| Task requirements |
Identify every line in the records below that contains the word "tape", and copy each of those lines.

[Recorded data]

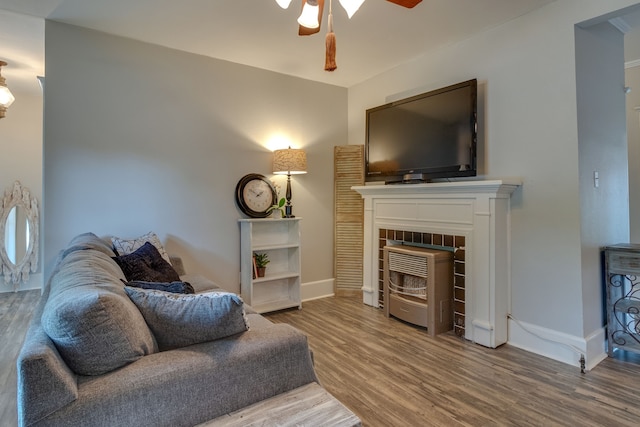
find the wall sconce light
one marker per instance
(309, 16)
(6, 97)
(289, 161)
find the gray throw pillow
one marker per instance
(179, 320)
(95, 330)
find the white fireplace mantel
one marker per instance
(478, 210)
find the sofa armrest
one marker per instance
(45, 382)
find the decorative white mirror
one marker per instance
(18, 234)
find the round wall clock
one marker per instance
(255, 195)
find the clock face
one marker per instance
(257, 195)
(254, 195)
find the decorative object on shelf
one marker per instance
(289, 161)
(260, 261)
(310, 20)
(6, 97)
(18, 234)
(255, 195)
(277, 210)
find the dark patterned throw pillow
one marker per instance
(146, 264)
(173, 287)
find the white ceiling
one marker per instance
(259, 33)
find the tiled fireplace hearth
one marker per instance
(470, 217)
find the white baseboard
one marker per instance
(558, 345)
(316, 290)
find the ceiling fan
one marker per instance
(311, 18)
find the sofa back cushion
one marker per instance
(179, 320)
(94, 325)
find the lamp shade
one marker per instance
(289, 161)
(351, 6)
(284, 3)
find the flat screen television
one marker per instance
(424, 137)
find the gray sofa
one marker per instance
(183, 386)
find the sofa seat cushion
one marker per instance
(180, 320)
(94, 325)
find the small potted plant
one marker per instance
(261, 260)
(277, 210)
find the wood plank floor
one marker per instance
(15, 313)
(393, 374)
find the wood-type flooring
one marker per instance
(390, 373)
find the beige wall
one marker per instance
(632, 76)
(21, 158)
(140, 137)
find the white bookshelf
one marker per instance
(280, 239)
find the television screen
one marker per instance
(427, 136)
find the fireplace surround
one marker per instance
(472, 218)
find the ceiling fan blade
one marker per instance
(406, 3)
(304, 31)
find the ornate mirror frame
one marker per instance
(19, 196)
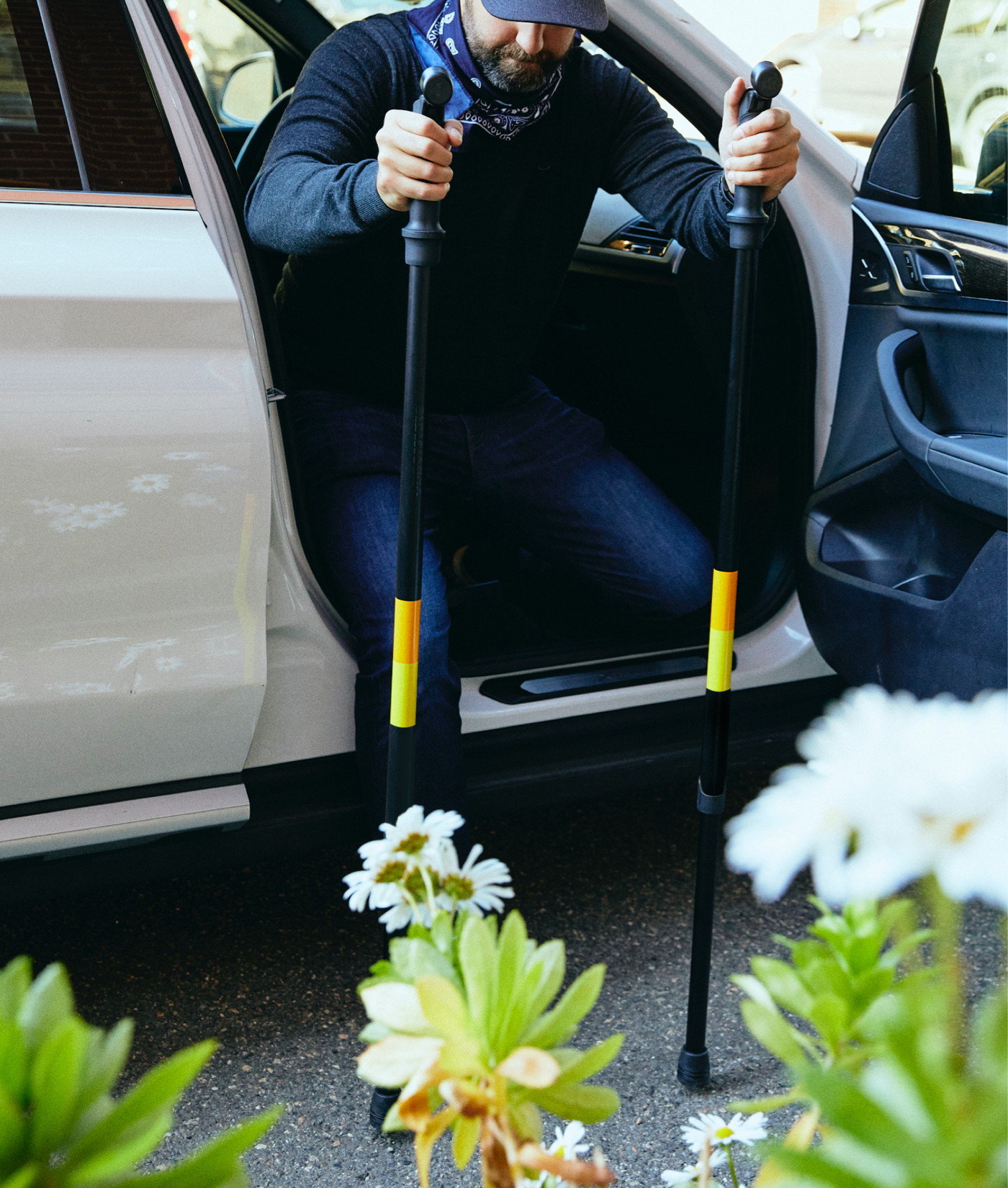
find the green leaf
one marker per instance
(13, 1131)
(527, 1120)
(464, 1140)
(23, 1177)
(829, 1014)
(14, 981)
(104, 1061)
(157, 1091)
(578, 1103)
(13, 1062)
(776, 1035)
(125, 1153)
(591, 1061)
(538, 984)
(508, 970)
(55, 1086)
(546, 972)
(414, 959)
(445, 1008)
(48, 1002)
(477, 952)
(783, 985)
(558, 1025)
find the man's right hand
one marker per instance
(415, 158)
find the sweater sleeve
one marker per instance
(662, 175)
(316, 190)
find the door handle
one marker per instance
(937, 270)
(973, 468)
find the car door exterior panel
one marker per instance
(135, 502)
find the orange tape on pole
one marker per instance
(719, 650)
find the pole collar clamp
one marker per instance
(714, 806)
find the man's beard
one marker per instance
(510, 69)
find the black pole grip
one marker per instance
(748, 217)
(423, 232)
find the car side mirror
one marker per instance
(248, 89)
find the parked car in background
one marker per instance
(847, 76)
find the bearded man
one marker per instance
(536, 126)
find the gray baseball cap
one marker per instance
(586, 14)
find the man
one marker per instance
(541, 125)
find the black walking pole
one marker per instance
(747, 220)
(423, 235)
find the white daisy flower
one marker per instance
(691, 1173)
(715, 1130)
(568, 1144)
(376, 889)
(414, 838)
(474, 886)
(893, 789)
(150, 484)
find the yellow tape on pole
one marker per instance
(405, 654)
(721, 630)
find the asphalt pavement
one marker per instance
(268, 959)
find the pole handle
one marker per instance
(423, 232)
(747, 217)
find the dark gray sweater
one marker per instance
(514, 219)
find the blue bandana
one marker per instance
(477, 104)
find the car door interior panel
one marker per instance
(971, 467)
(905, 548)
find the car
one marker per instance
(176, 680)
(847, 75)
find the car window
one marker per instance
(235, 66)
(76, 108)
(36, 150)
(973, 63)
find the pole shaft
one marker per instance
(694, 1060)
(409, 559)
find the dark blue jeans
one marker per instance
(544, 474)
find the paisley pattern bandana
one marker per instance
(439, 40)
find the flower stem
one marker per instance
(946, 919)
(732, 1167)
(428, 886)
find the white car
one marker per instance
(173, 672)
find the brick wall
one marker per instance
(122, 138)
(42, 159)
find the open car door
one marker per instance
(902, 581)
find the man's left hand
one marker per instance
(763, 151)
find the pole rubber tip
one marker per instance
(382, 1102)
(694, 1069)
(767, 80)
(436, 86)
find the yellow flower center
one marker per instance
(459, 888)
(413, 844)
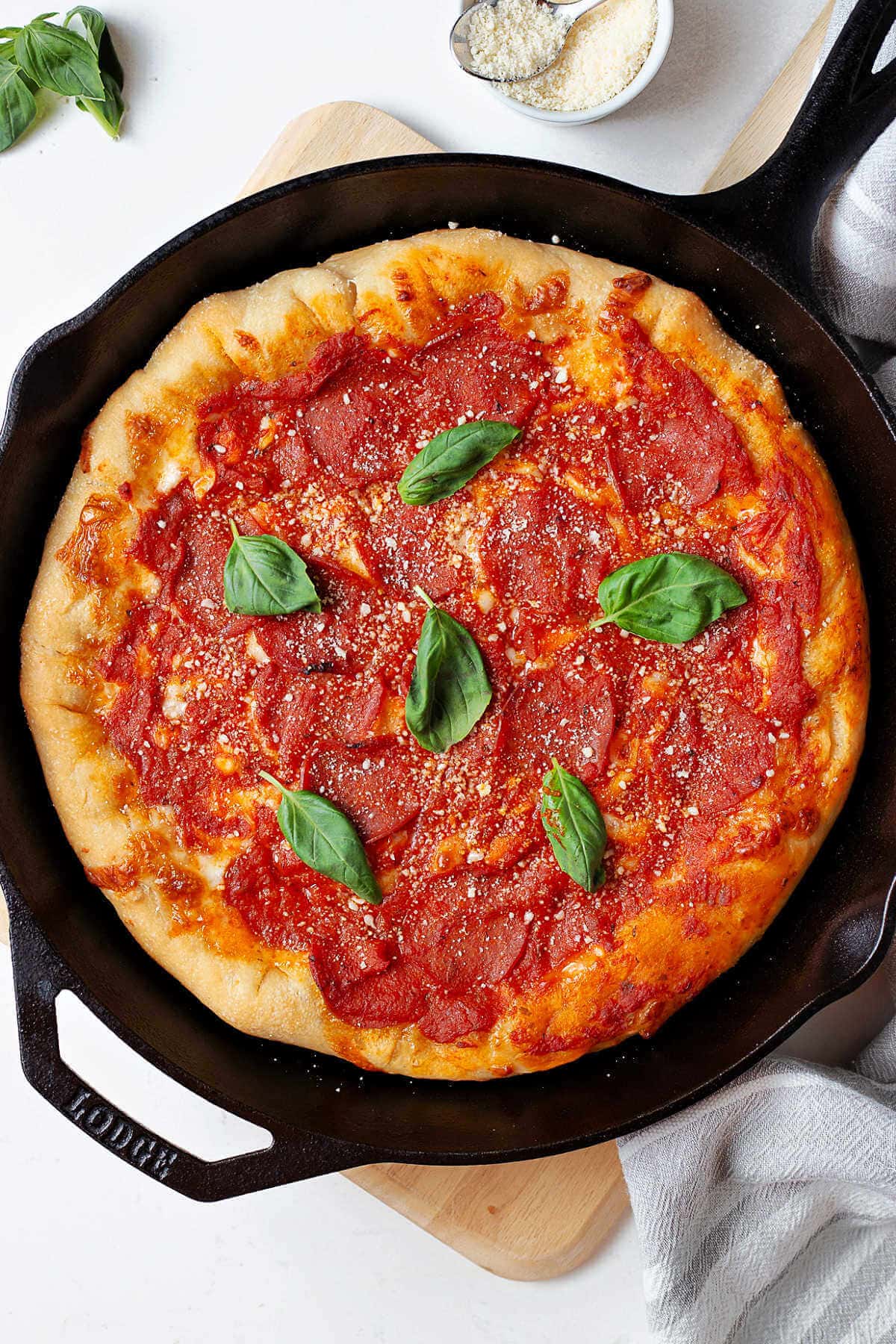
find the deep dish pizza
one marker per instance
(449, 656)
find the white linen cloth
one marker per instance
(768, 1214)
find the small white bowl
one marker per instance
(657, 54)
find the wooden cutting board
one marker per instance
(534, 1219)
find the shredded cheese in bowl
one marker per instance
(514, 38)
(605, 52)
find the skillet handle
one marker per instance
(771, 215)
(40, 974)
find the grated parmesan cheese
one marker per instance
(514, 38)
(605, 52)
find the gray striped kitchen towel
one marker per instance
(768, 1214)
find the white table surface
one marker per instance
(89, 1249)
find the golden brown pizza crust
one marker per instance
(146, 436)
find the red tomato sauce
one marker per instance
(668, 738)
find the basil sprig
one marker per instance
(58, 60)
(50, 55)
(326, 839)
(265, 577)
(453, 458)
(449, 690)
(668, 597)
(109, 109)
(574, 827)
(18, 108)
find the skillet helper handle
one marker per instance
(40, 974)
(771, 215)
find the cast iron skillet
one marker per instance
(746, 250)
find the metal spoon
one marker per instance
(573, 10)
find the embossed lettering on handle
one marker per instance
(102, 1121)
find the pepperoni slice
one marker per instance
(371, 783)
(550, 549)
(481, 373)
(293, 712)
(732, 759)
(359, 423)
(676, 443)
(559, 712)
(408, 547)
(383, 998)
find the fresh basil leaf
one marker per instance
(58, 60)
(265, 577)
(449, 690)
(668, 597)
(574, 827)
(326, 839)
(18, 108)
(453, 458)
(100, 40)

| The completed task |
find the orange tape on pole
find the yellow tape on pole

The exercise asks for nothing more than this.